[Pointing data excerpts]
START
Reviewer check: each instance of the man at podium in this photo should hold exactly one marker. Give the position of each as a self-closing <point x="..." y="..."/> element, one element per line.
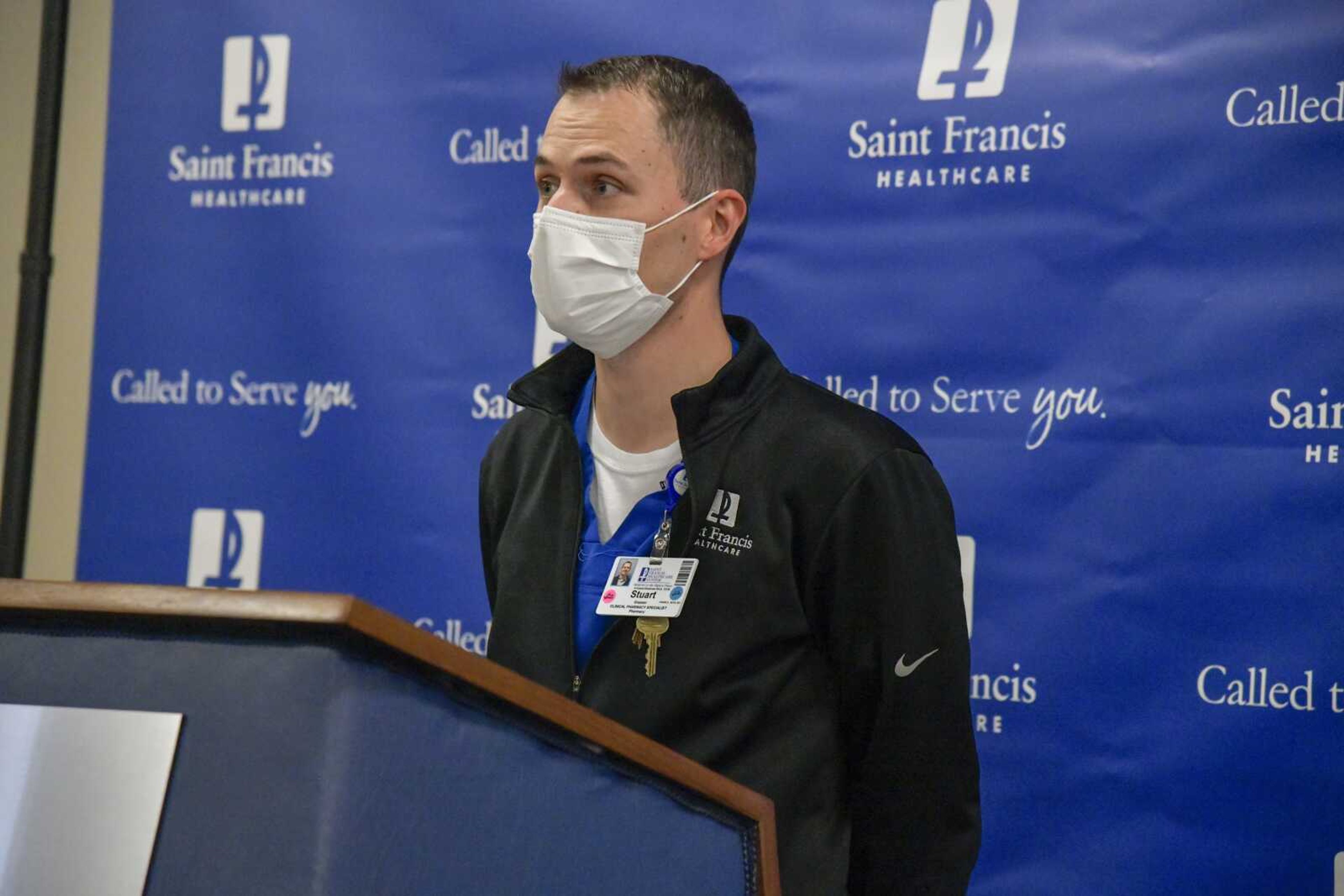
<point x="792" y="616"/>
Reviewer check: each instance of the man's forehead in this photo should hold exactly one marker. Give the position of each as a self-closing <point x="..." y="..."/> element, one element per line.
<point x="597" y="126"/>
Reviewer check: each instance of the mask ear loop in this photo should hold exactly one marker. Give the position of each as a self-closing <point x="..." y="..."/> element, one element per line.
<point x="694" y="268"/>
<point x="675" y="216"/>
END
PROBLEM TO SOLVE: Update the lines beginning with the one that contains "Reviewer check: each instance of the mask" and running through the end of the data, replacing "ear loop" with "strap" and keeping all else the same.

RESPONSE TO THIS TASK:
Reviewer check: each instance of the mask strap in this photo should hold exactly one marker. Give the position of each as a self-closing <point x="..." y="..."/> element, one element per line.
<point x="694" y="268"/>
<point x="675" y="216"/>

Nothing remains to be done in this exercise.